▶ _Entries_
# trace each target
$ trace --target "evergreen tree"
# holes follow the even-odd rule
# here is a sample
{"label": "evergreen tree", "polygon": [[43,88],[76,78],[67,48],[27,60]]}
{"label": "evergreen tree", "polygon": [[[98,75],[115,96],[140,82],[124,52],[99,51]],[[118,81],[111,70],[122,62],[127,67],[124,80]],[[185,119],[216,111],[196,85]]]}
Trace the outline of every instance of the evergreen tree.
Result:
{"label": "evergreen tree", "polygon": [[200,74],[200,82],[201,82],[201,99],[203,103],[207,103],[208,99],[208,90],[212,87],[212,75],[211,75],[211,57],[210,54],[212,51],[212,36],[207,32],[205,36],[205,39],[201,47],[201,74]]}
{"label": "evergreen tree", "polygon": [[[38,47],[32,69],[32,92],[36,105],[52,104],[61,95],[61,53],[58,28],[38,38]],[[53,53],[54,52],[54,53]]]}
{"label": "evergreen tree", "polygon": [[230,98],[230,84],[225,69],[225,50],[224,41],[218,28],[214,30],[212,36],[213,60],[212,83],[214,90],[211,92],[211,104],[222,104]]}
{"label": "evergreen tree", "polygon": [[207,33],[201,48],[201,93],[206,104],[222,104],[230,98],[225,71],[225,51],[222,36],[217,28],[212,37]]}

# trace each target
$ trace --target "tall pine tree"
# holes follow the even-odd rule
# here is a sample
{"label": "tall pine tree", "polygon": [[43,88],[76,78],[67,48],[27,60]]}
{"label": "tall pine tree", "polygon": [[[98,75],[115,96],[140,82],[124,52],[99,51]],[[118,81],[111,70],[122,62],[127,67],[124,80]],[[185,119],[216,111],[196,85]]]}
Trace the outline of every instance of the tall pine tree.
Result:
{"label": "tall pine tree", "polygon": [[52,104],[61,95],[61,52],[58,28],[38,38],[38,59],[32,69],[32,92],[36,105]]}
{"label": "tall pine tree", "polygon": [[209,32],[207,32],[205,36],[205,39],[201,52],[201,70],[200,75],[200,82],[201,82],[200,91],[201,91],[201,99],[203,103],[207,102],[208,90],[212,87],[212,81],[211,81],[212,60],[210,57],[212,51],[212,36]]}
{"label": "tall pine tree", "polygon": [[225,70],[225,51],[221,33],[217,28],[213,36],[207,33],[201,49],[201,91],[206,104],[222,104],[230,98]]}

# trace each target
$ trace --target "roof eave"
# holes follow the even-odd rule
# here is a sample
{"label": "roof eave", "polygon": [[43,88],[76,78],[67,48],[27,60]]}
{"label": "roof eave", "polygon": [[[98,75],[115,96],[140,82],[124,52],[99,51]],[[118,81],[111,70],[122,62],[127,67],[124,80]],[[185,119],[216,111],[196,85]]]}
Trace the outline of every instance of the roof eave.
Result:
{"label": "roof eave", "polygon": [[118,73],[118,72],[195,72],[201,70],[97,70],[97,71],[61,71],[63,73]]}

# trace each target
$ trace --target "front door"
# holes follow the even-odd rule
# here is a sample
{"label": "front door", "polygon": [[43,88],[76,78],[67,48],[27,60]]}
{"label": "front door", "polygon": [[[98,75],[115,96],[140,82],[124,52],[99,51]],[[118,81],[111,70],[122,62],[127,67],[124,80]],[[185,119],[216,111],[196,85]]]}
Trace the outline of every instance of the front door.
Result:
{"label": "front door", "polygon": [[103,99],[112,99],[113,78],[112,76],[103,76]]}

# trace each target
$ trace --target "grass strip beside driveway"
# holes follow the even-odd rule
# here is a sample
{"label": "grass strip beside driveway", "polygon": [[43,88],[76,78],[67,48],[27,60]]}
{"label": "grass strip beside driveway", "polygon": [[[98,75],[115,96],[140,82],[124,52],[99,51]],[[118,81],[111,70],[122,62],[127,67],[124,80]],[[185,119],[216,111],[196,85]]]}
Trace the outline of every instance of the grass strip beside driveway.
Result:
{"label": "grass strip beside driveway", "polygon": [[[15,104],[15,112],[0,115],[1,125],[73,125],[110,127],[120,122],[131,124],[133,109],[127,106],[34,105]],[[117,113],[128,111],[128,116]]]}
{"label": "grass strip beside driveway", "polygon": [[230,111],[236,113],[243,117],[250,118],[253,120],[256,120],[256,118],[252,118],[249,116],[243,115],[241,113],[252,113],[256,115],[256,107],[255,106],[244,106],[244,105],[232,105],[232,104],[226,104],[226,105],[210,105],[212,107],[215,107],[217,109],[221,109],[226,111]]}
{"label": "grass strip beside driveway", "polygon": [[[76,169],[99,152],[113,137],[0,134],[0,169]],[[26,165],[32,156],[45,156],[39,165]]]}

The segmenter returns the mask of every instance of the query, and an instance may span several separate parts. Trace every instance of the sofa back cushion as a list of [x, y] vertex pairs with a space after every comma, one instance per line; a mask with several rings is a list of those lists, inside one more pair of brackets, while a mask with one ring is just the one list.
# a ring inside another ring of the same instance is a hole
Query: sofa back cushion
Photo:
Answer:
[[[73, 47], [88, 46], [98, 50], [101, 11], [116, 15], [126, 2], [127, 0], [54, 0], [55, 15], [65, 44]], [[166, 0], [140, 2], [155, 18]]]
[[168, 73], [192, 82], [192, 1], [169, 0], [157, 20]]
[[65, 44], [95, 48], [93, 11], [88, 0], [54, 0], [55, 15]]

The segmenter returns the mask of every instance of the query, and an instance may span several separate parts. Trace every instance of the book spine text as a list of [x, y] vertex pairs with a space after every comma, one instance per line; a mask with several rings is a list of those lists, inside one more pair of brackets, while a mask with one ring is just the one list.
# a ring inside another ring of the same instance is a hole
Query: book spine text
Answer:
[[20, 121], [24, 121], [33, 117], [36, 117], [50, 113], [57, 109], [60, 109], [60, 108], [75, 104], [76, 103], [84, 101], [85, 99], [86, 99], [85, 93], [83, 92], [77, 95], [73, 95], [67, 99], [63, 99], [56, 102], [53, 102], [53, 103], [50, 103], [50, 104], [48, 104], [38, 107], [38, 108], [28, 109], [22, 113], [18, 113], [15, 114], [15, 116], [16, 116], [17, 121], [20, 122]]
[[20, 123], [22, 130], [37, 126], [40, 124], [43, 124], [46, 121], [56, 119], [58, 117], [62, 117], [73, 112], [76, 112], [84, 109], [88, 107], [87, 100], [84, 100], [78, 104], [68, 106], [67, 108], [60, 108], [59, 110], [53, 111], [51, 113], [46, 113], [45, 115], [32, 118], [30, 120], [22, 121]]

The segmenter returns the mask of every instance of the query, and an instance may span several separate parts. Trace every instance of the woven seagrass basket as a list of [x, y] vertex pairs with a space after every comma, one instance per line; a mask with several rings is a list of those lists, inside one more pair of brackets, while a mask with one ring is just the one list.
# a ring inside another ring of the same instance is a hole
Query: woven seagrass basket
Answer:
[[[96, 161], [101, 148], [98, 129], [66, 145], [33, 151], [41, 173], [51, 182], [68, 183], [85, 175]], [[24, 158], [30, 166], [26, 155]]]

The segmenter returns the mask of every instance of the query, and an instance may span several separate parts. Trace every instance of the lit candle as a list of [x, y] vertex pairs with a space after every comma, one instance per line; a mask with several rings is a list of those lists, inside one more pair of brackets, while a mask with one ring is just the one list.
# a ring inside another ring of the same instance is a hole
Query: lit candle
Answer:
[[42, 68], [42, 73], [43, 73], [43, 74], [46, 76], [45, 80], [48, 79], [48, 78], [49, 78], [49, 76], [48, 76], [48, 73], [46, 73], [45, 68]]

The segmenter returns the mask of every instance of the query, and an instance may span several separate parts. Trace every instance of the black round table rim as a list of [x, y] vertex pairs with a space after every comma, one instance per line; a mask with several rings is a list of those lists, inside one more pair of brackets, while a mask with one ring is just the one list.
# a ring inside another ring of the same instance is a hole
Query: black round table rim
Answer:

▶ _What is expected_
Write the lines out exactly, from the one with "the lit candle" down to the last line of the listing, and leave out all others.

▶ _Expected answer_
The segmenter returns the mask of every instance of the query, and an instance may span several separate parts. Trace every instance of the lit candle as a list of [x, y] vertex pairs with a space after every comma, one instance per line; a mask with several rings is a list of those lists, inside one more pair of brackets, while a mask with one ring is just the one list.
# a ring inside another ring of the same instance is a hole
Query: lit candle
Answer:
[[42, 68], [42, 73], [43, 73], [43, 74], [46, 76], [45, 80], [48, 79], [48, 78], [49, 78], [49, 76], [48, 76], [48, 73], [46, 73], [45, 68]]

The segmenter returns the mask of every instance of the query, and an instance may span several separate parts. Trace every instance of the black round table rim as a list of [x, y] vertex pairs with a space after every comma, one instance per line; a mask with several rings is a list of those lists, inside one more pair of brackets, while a mask with one ring is just the one list.
# a ring inside another ring of the same instance is a hole
Query: black round table rim
Answer:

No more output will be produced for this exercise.